WHAT IS BEING ASKED: Please write out the final portion of the records below exactly: the line containing "Query provided: black headscarf", every line after it, and nothing else.

Referring expression grounding data

++++++++

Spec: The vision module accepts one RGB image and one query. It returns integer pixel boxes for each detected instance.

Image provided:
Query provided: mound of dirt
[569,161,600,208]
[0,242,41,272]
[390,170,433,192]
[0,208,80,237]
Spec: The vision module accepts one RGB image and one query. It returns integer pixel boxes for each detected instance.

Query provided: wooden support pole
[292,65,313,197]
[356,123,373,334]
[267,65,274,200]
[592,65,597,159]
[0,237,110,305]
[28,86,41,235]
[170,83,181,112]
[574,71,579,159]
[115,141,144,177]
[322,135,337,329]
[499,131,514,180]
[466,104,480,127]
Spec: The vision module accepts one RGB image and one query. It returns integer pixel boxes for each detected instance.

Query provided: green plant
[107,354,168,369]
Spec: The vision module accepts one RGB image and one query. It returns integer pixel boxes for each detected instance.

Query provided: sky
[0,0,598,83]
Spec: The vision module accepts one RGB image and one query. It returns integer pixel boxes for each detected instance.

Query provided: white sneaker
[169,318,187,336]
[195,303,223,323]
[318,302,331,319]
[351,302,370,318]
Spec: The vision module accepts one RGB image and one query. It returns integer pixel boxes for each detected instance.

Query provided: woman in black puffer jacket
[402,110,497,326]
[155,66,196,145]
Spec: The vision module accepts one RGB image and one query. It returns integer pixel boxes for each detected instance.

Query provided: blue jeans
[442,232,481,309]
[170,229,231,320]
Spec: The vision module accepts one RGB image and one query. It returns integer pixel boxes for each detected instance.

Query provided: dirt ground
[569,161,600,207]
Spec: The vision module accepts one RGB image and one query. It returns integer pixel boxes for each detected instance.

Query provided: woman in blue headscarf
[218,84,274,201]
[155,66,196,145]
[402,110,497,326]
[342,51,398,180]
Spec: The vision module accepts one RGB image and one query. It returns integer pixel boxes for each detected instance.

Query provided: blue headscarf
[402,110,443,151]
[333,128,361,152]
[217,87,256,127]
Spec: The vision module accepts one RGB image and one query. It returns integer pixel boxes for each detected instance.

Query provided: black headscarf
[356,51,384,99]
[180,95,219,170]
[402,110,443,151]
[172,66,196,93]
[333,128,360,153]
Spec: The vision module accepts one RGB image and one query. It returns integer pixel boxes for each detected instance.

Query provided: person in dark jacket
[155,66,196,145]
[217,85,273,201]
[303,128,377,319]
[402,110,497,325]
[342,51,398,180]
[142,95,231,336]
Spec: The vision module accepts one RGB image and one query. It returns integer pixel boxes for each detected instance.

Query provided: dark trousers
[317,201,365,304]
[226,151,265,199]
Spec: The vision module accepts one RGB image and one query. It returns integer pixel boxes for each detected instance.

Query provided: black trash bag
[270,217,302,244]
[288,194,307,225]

++++++++

SOLUTION TO THIS TASK:
Query provided: black headscarf
[356,51,384,99]
[180,95,219,170]
[402,110,443,151]
[172,66,196,93]
[333,128,360,153]
Spec: The vision module accepts one RGB image and one query. It returns integer pixel boxes for each detected instance.

Query provided: person in dark jacket
[155,66,196,145]
[217,85,273,201]
[303,128,377,319]
[402,110,497,325]
[342,51,398,180]
[142,95,231,336]
Spec: The vision module accepts one RGB image and one query. It returns integer pixel boxes for each detected instance.

Query provided: dark trousers
[317,201,365,304]
[226,151,265,199]
Spec: The vision module accepts one RGB image and one query. It returns integer pixel boxes for each detected instance.

Query provided: black trash bag
[270,217,302,244]
[288,194,307,225]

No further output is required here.